» **Given data**
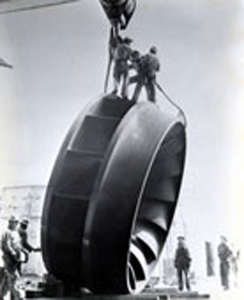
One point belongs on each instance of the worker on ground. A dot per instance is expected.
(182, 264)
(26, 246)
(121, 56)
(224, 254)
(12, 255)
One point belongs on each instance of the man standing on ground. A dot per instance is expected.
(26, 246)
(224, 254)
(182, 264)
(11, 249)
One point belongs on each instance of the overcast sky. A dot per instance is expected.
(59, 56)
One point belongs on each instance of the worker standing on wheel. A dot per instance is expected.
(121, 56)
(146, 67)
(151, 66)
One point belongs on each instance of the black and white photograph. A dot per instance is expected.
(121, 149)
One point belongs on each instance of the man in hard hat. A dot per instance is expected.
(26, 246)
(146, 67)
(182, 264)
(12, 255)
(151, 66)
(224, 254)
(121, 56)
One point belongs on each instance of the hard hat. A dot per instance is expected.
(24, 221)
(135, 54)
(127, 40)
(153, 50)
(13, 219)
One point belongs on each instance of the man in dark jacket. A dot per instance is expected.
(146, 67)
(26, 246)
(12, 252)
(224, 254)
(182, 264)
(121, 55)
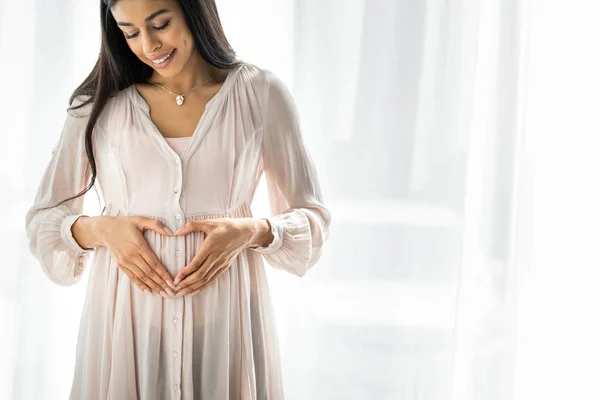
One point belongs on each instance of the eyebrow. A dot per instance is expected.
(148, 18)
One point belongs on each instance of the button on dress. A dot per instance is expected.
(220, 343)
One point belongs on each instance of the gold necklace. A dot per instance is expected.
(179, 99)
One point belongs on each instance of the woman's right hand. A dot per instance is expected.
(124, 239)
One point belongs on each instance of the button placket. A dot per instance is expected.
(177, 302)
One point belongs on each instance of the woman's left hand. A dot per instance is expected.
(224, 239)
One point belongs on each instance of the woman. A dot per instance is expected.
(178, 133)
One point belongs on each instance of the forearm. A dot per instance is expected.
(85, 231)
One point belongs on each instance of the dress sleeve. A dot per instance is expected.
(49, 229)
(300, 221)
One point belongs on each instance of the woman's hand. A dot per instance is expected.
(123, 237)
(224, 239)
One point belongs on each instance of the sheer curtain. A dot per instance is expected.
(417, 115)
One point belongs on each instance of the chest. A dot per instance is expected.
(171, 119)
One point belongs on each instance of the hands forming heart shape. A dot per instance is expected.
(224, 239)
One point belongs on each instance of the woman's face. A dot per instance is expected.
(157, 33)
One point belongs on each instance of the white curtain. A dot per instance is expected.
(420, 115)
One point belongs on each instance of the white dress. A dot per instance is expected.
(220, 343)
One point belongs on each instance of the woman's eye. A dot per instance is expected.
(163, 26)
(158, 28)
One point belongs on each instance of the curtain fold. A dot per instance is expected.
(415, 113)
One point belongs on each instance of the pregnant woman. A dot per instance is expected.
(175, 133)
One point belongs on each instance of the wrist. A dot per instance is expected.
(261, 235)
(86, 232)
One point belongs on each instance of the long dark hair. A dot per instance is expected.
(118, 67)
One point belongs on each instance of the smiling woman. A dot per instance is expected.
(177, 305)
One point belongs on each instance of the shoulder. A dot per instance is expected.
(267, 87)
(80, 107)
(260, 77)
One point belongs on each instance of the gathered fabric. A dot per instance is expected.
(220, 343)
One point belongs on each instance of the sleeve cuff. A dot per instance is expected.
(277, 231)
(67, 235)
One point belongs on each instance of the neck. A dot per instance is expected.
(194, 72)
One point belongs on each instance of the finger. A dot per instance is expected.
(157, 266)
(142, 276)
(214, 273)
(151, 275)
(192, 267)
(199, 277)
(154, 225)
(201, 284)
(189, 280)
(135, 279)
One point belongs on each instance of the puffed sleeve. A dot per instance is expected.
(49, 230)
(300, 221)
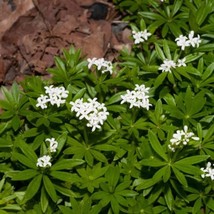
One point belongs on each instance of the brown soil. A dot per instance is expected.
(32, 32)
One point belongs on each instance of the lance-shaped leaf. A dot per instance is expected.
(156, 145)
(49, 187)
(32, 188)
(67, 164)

---

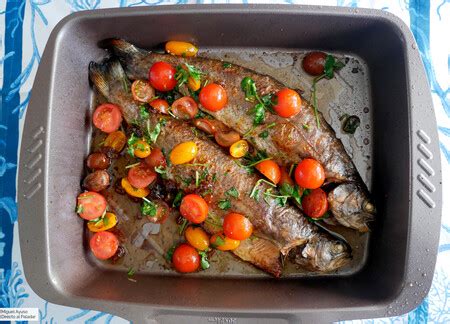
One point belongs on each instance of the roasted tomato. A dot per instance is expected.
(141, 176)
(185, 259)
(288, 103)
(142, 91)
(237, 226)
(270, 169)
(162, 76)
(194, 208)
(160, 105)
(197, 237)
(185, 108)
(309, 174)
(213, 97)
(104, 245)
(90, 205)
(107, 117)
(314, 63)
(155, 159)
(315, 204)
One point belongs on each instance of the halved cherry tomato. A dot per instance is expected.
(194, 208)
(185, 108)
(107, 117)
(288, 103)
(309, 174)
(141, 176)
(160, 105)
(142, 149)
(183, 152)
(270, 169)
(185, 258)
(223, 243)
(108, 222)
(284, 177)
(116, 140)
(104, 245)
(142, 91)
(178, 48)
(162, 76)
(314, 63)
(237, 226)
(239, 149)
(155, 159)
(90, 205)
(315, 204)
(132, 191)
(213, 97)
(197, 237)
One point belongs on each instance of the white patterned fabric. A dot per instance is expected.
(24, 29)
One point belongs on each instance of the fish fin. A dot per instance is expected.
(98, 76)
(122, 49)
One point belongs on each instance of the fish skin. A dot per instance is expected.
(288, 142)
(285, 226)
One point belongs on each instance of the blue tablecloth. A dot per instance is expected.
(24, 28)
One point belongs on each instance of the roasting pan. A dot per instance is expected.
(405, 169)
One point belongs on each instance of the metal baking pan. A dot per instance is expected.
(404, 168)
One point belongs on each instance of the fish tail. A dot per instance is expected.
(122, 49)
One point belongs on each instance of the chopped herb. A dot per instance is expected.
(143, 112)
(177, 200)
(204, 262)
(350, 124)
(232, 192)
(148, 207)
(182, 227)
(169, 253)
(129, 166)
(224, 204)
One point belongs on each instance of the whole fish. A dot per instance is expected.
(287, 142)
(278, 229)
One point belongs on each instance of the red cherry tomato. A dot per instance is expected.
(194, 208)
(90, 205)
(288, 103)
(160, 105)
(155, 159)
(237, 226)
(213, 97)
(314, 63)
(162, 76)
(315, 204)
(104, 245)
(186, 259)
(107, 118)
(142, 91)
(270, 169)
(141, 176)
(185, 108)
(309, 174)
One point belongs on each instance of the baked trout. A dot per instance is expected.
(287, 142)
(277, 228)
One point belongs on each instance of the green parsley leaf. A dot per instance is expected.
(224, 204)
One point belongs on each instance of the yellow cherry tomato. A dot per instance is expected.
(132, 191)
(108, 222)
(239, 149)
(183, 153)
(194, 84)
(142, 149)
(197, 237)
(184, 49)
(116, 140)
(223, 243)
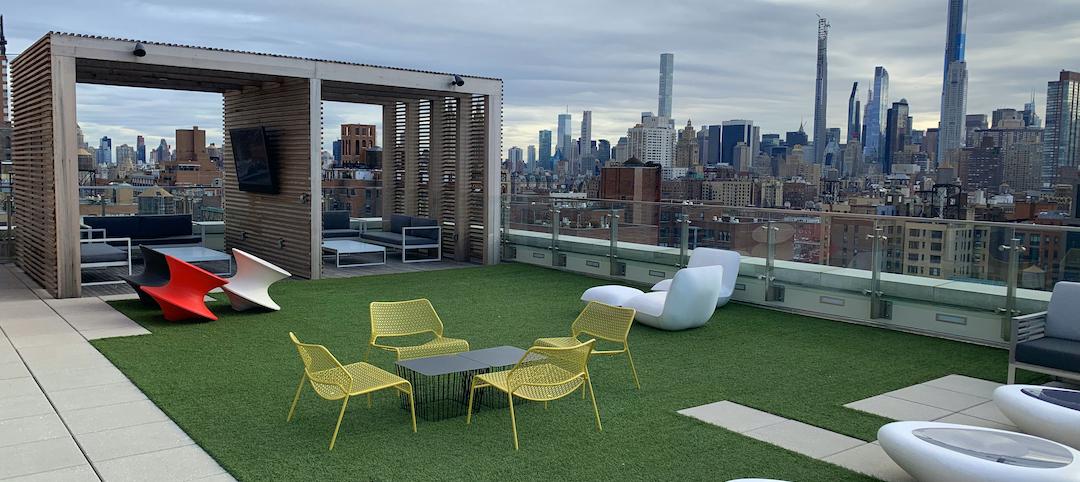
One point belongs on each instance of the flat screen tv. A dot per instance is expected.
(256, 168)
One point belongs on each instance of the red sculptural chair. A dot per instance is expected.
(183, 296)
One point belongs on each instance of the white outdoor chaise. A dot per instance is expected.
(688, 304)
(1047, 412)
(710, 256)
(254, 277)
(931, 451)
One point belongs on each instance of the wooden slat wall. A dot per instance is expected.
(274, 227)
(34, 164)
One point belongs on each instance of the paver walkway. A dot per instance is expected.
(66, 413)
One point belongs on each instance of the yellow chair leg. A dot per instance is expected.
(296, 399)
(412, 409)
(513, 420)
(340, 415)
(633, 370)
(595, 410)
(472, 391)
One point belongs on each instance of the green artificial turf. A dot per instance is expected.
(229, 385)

» **Requirements**
Gather every line from the items above that contains the word "yellow", counting only matches with the same case.

» **Response below**
One point belongs on each instance of the yellow cherry tomato. A dot per instance is expected.
One point belongs on each instance of the yellow chair leg. A dot per instance is expected.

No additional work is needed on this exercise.